* TASK DETAILS
Render every line of the listing below as a Markdown table with the columns Row and Line, numbering each row and skipping blank lines. Leave the pictures out.

[Source data]
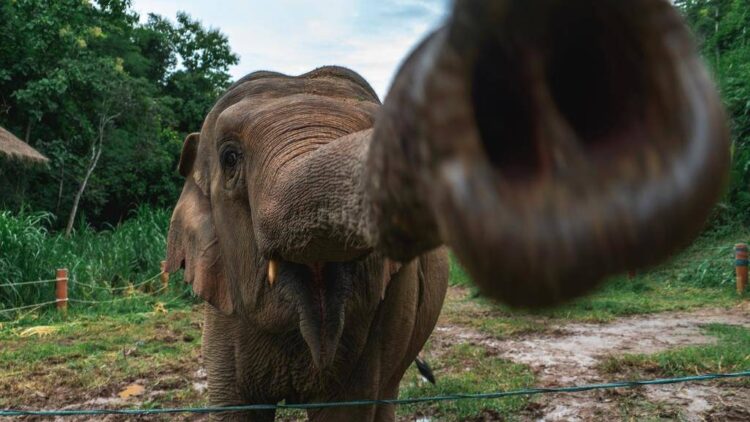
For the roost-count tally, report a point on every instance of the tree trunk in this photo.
(60, 188)
(96, 152)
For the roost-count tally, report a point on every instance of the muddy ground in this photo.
(571, 353)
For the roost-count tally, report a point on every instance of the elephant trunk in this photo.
(549, 143)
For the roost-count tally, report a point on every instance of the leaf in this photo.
(39, 331)
(131, 391)
(160, 308)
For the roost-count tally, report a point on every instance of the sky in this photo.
(371, 37)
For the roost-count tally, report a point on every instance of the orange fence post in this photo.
(740, 265)
(61, 289)
(164, 275)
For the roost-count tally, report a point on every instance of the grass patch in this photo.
(97, 355)
(701, 276)
(108, 259)
(468, 369)
(730, 353)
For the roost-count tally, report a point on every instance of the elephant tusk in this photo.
(272, 270)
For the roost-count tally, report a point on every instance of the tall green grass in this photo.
(112, 258)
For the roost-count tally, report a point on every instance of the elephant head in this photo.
(549, 143)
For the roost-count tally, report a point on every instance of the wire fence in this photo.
(74, 282)
(304, 406)
(394, 402)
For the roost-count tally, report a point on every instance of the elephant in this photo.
(547, 143)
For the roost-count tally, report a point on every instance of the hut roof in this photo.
(15, 148)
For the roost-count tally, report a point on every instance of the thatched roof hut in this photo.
(14, 148)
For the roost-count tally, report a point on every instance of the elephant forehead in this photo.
(262, 121)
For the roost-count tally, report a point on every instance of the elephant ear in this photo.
(192, 242)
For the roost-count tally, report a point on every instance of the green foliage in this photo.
(721, 27)
(468, 369)
(730, 353)
(109, 258)
(66, 66)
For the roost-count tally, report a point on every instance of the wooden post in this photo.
(61, 289)
(164, 275)
(740, 265)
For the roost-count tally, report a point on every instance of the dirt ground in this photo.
(570, 353)
(558, 352)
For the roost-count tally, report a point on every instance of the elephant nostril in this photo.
(503, 113)
(273, 267)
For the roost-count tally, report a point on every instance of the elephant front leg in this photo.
(219, 358)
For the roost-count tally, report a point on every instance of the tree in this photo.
(103, 96)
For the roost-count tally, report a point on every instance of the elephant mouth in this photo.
(320, 291)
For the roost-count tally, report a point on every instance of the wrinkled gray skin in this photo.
(312, 217)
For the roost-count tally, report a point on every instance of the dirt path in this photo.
(569, 354)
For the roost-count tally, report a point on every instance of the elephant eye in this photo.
(229, 158)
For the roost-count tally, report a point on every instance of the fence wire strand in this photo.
(24, 283)
(395, 402)
(93, 286)
(36, 305)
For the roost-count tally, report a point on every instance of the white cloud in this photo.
(295, 36)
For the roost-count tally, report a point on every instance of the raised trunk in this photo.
(549, 143)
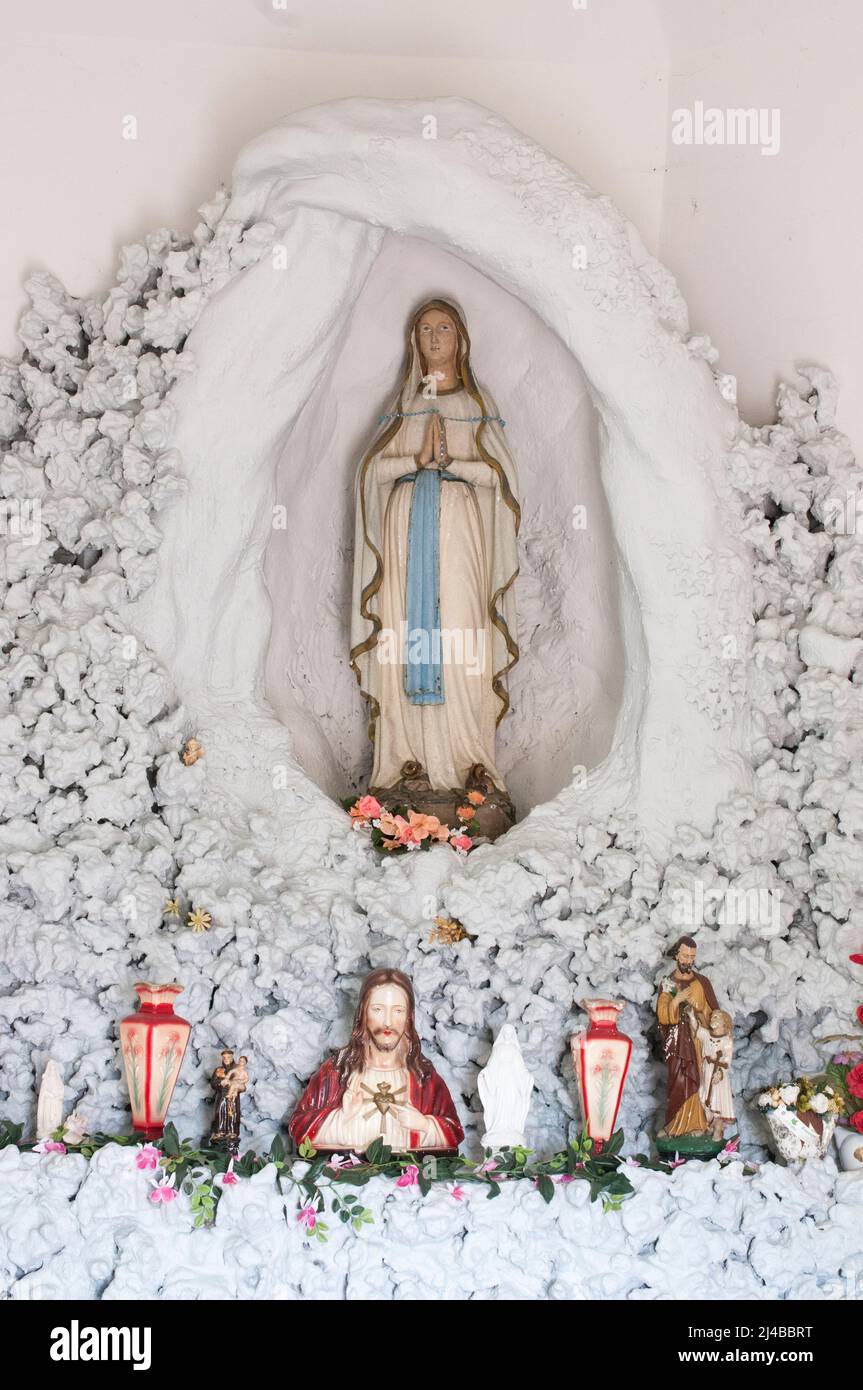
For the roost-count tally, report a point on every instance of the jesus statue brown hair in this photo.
(380, 1084)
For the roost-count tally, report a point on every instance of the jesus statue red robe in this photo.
(321, 1118)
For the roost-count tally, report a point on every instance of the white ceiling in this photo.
(548, 31)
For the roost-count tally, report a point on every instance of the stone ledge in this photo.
(77, 1229)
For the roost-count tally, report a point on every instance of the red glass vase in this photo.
(601, 1057)
(153, 1043)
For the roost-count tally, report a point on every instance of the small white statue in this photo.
(505, 1089)
(49, 1108)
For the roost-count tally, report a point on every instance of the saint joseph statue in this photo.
(435, 562)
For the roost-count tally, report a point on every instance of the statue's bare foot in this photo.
(478, 780)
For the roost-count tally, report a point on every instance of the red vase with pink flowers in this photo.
(153, 1041)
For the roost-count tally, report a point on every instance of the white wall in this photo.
(766, 249)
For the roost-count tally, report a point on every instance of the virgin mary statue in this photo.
(434, 617)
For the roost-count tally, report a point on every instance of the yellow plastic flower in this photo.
(199, 920)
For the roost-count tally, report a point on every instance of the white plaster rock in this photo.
(102, 823)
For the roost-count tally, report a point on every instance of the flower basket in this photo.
(801, 1116)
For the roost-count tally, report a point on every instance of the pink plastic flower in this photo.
(306, 1216)
(366, 809)
(853, 1080)
(164, 1190)
(339, 1161)
(228, 1178)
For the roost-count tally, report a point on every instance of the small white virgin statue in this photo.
(434, 616)
(505, 1087)
(49, 1107)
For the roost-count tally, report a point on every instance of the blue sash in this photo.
(424, 679)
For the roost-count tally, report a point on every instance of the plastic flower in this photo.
(423, 827)
(339, 1161)
(307, 1216)
(164, 1190)
(192, 751)
(228, 1179)
(49, 1146)
(853, 1080)
(199, 920)
(74, 1129)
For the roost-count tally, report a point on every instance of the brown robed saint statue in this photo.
(696, 1047)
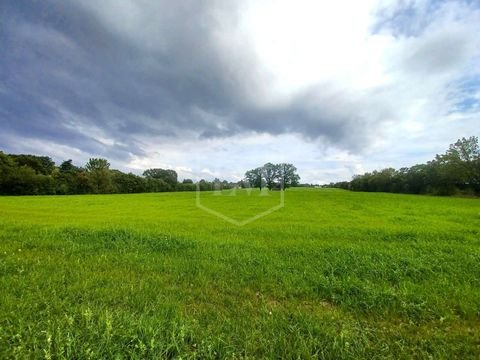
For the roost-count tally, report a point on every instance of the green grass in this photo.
(332, 274)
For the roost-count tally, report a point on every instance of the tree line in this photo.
(38, 175)
(272, 177)
(457, 171)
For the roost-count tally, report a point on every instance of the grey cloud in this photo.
(156, 69)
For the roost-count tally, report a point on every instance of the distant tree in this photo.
(127, 183)
(99, 175)
(271, 175)
(40, 164)
(287, 175)
(170, 177)
(254, 178)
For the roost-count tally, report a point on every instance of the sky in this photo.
(212, 88)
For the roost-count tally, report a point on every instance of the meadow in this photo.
(331, 275)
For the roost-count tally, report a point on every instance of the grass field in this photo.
(332, 274)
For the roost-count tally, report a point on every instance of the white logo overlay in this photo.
(210, 208)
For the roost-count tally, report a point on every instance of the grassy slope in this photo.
(333, 275)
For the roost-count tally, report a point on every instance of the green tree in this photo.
(287, 175)
(170, 177)
(99, 175)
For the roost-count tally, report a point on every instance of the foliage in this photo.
(455, 172)
(272, 176)
(38, 175)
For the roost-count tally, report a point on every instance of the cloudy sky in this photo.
(213, 88)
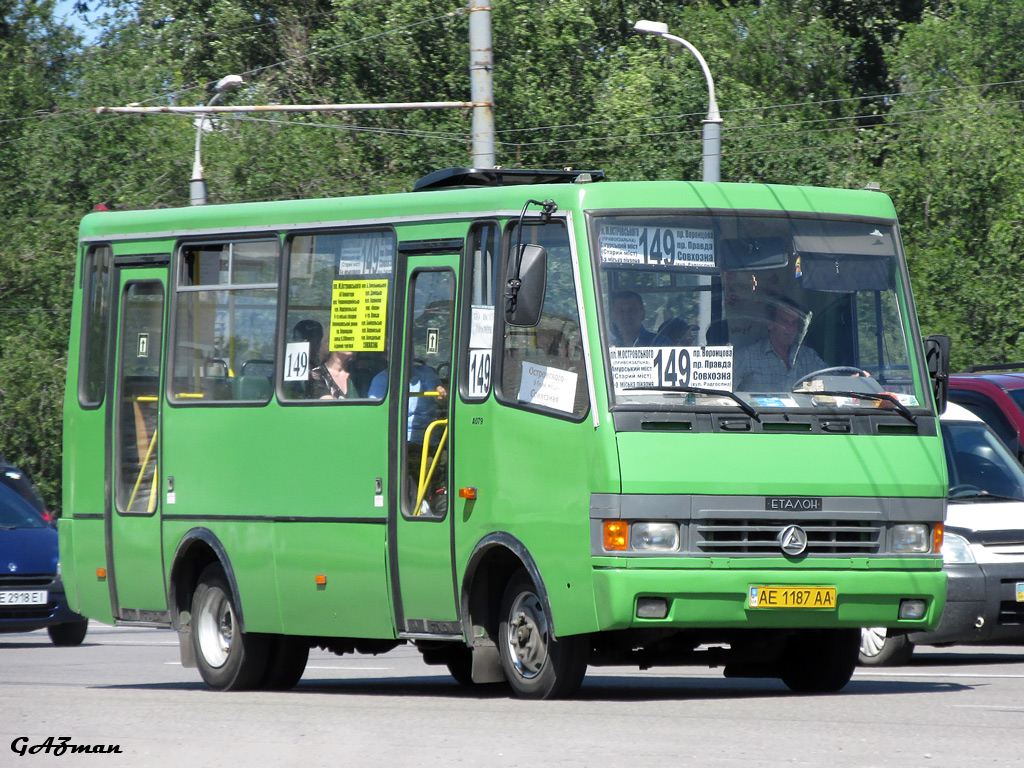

* RIGHT ANSWER
| Row | Line |
|---|---|
| 1 | For the roost-count tally, report a point on every instance of the tree trunk in this photo. |
| 2 | (60, 188) |
| 3 | (96, 152) |
| 4 | For the roost-count tally, report a point on every instance of the muddy ground in this photo. |
| 5 | (571, 353) |
| 6 | For the roost-count tally, report a point on every instance of the elephant trunk in this photo. |
| 7 | (549, 143) |
| 8 | For the roost-count tally, report a point on every instance of the leaf in this photo. |
| 9 | (39, 331) |
| 10 | (131, 391) |
| 11 | (160, 308) |
| 12 | For the roost-count tally, report a point on every instance of the sky in this photo. |
| 13 | (371, 37) |
| 14 | For the roost-count tally, report a point on every instance of the orange fence post in this photo. |
| 15 | (740, 265) |
| 16 | (61, 289) |
| 17 | (164, 275) |
| 18 | For the roost-count tally, report a point on every instance of the grass patch in this photo. |
| 19 | (97, 355) |
| 20 | (701, 276) |
| 21 | (108, 259) |
| 22 | (468, 369) |
| 23 | (730, 353) |
| 24 | For the roost-count tally, report a point on every instance of the elephant tusk in this photo. |
| 25 | (272, 270) |
| 26 | For the roost-count tally, report a point on every instance of the tall green grass in this photo. |
| 27 | (112, 258) |
| 28 | For the roost-count tally, report a point on every instance of the elephant head in this photo. |
| 29 | (549, 143) |
| 30 | For the roost-count tally, report a point on every instance of the wire fence in this photo. |
| 31 | (74, 282) |
| 32 | (304, 406) |
| 33 | (394, 402) |
| 34 | For the roost-count tally, report a point on every instance of the elephant in this photo. |
| 35 | (547, 143) |
| 36 | For the roost-count tally, report a point on every instance of the hut roof in this photo. |
| 37 | (15, 148) |
| 38 | For the roost-count tally, report a point on every instance of the thatched roof hut in this photo. |
| 39 | (14, 148) |
| 40 | For the roost-count tally, report a point on every instance of the elephant forehead in this photo. |
| 41 | (262, 121) |
| 42 | For the roost-count tally, report a point on every instance of the elephant ear in this photo. |
| 43 | (192, 242) |
| 44 | For the roost-count tally, report a point on every instance of the green foliage in this photo. |
| 45 | (721, 27) |
| 46 | (468, 369) |
| 47 | (730, 353) |
| 48 | (109, 258) |
| 49 | (66, 66) |
| 50 | For the roost-count tally, report a point on every instance of the wooden post in this photo. |
| 51 | (61, 289) |
| 52 | (164, 275) |
| 53 | (740, 265) |
| 54 | For the roost-count tally, report a point on every instance of the dirt ground in this photo. |
| 55 | (570, 353) |
| 56 | (558, 352) |
| 57 | For the roost-count tally, report a point on every instance of the elephant nostril in this photo. |
| 58 | (503, 113) |
| 59 | (273, 267) |
| 60 | For the roost-count tally, report a point on every instance of the elephant front leg in this photo. |
| 61 | (219, 358) |
| 62 | For the roost-count tally, report a point on every instance of the tree in this photo. |
| 63 | (103, 96) |
| 64 | For the roost-count tally, report a point on every instance of the elephant mouth in this photo. |
| 65 | (320, 291) |
| 66 | For the roost-count tally, report a point on every instance of the wrinkled gray skin in this photo. |
| 67 | (312, 217) |
| 68 | For the roost-count tally, report a point on every instance of the dirt path in this photo. |
| 69 | (569, 354) |
| 70 | For the roost-count tally, report a point on every instance of the elephant eye in this photo. |
| 71 | (229, 158) |
| 72 | For the roost-count tally, report a point on every instance of the fence wire strand in this photo. |
| 73 | (24, 283) |
| 74 | (395, 402) |
| 75 | (93, 286) |
| 76 | (36, 305) |
| 77 | For the roost-count tally, report a point on every instance of the white cloud in this photo. |
| 78 | (295, 36) |
| 79 | For the roost-count tally, report a point on every instance of the raised trunk in this photo. |
| 80 | (549, 143) |
| 81 | For the roost-count tally, report a point on every instance of the jesus statue brown hair in this photo. |
| 82 | (380, 1084) |
| 83 | For the roost-count tally, report a point on every instance of the jesus statue red robe in this photo. |
| 84 | (321, 1118) |
| 85 | For the roost-count tally, report a point on every instance of the white ceiling in this photo. |
| 86 | (548, 31) |
| 87 | For the roost-count tally, report a point on every instance of the stone ledge in this photo. |
| 88 | (77, 1229) |
| 89 | For the roost-count tally, report a point on every instance of the red glass vase in this photo. |
| 90 | (601, 1057) |
| 91 | (153, 1043) |
| 92 | For the roost-count tally, report a point on every instance of the small white statue in this photo. |
| 93 | (505, 1089) |
| 94 | (49, 1108) |
| 95 | For the roost-count tally, report a point on every instance of the saint joseph statue in this photo. |
| 96 | (435, 562) |
| 97 | For the roost-count tally, report a point on every instance of the statue's bare foot in this photo. |
| 98 | (478, 780) |
| 99 | For the roost-count tally, report a point on every instance of the red vase with pink flowers in this photo. |
| 100 | (153, 1041) |
| 101 | For the roost-count tally, report a point on every instance of the white wall in this photo. |
| 102 | (766, 249) |
| 103 | For the roost-count tally, report a point on every instance of the virgin mary statue in this photo. |
| 104 | (434, 617) |
| 105 | For the roost-count tally, report a point on every instance of the yellow plastic flower in this photo. |
| 106 | (199, 920) |
| 107 | For the roost-count tally, report a point on every instance of the white plaster rock in this photo. |
| 108 | (102, 823) |
| 109 | For the roost-count tally, report a point on every instance of the flower basket in this photo. |
| 110 | (801, 1116) |
| 111 | For the roost-count tally, report a point on every instance of the pink plastic flower in this photo. |
| 112 | (306, 1216) |
| 113 | (366, 809) |
| 114 | (853, 1080) |
| 115 | (164, 1190) |
| 116 | (339, 1161) |
| 117 | (228, 1178) |
| 118 | For the roost-count tally, report a point on every instance of the small white virgin statue in this photo. |
| 119 | (434, 616) |
| 120 | (505, 1087) |
| 121 | (49, 1107) |
| 122 | For the roost-count tally, report a point on every instance of the blue sash in this photo. |
| 123 | (424, 679) |
| 124 | For the roost-count tally, report a point on every instance of the plastic flower in this photo. |
| 125 | (423, 827) |
| 126 | (339, 1161) |
| 127 | (307, 1216) |
| 128 | (164, 1190) |
| 129 | (192, 751) |
| 130 | (228, 1179) |
| 131 | (49, 1146) |
| 132 | (853, 1080) |
| 133 | (199, 920) |
| 134 | (74, 1129) |
| 135 | For the roost-count tally, report a point on every instance of the brown robed saint statue in this photo. |
| 136 | (696, 1047) |
| 137 | For the roost-count tally, report a point on every instance of the green grass in this photo. |
| 138 | (332, 274) |
| 139 | For the roost-count tally, report a point on every instance of the tree line in this photo. |
| 140 | (38, 175) |
| 141 | (272, 177) |
| 142 | (457, 171) |
| 143 | For the roost-count tally, report a point on every instance of the grey cloud in this photo. |
| 144 | (156, 69) |
| 145 | For the roost-count tally, report a point on every instance of the distant tree in this photo. |
| 146 | (127, 183) |
| 147 | (99, 175) |
| 148 | (271, 175) |
| 149 | (40, 164) |
| 150 | (287, 175) |
| 151 | (170, 177) |
| 152 | (254, 178) |
| 153 | For the roost-count tally, report a point on every instance of the sky in this photo. |
| 154 | (212, 88) |
| 155 | For the roost-count tally, report a point on every instance of the meadow in this photo. |
| 156 | (331, 275) |
| 157 | For the roost-count tally, report a point on every instance of the grass field in this photo. |
| 158 | (332, 274) |
| 159 | For the roost-count tally, report a point on every instance of the white logo overlay in this photo. |
| 160 | (210, 208) |
| 161 | For the roost-count tally, report a point on every instance of the grassy slope in this photo. |
| 162 | (333, 275) |
| 163 | For the roost-count tally, report a point on every instance of the green tree in this photo. |
| 164 | (287, 175) |
| 165 | (170, 177) |
| 166 | (99, 175) |
| 167 | For the roost-count tally, report a point on every instance of the foliage in this photo. |
| 168 | (455, 172) |
| 169 | (272, 176) |
| 170 | (38, 175) |
| 171 | For the roost-count tally, report a point on every instance of the cloudy sky in this photo. |
| 172 | (213, 88) |